Seventy years ago, the United States dropped the first of two atomic bombs on Japan. At the time, the US was the only country with nuclear weapons. That wasn’t for a complete lack of effort on the part of other countries, however, and new documents found heap more evidence on Japan having a program of its own.
It’s been known for some time now that Japan had some degree of nuclear weapons research going on during the war. Two main projects are thought to have been undertaken, Operations Ni-Go and F-Go, respectively, but it’s a bit difficult to ascertain how far they actually progressed. The programs were, of course, secret at the time, and many of the documents involved were either destroyed by the Japanese government as the war came to an end or confiscated by the Americans.

------------------------------------------------------------

§ Exercise:
Reproduce the passage on Japan's wartime nuclear research word for word, from "Seventy years ago, the" up to and including "by the Americans.". None of the lines after this text are needed for the work here.

§ Provided records:
------------------------------------------------------------

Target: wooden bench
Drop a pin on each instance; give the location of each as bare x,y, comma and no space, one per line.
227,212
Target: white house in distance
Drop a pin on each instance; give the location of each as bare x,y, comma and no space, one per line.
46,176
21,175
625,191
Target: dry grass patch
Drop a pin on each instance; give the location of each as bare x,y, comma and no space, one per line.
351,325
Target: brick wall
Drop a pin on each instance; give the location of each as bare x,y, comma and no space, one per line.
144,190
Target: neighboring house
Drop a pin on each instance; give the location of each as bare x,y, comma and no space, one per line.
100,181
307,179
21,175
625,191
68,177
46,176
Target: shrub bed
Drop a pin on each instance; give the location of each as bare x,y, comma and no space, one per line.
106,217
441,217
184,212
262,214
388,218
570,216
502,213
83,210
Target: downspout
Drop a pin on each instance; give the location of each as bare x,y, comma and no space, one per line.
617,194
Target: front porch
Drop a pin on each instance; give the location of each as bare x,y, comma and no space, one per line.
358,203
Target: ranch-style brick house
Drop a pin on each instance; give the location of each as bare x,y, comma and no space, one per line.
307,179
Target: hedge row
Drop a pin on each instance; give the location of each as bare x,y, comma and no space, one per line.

------------------------------------------------------------

§ Solution to this exercise:
Seventy years ago, the United States dropped the first of two atomic bombs on Japan. At the time, the US was the only country with nuclear weapons. That wasn’t for a complete lack of effort on the part of other countries, however, and new documents found heap more evidence on Japan having a program of its own.
It’s been known for some time now that Japan had some degree of nuclear weapons research going on during the war. Two main projects are thought to have been undertaken, Operations Ni-Go and F-Go, respectively, but it’s a bit difficult to ascertain how far they actually progressed. The programs were, of course, secret at the time, and many of the documents involved were either destroyed by the Japanese government as the war came to an end or confiscated by the Americans.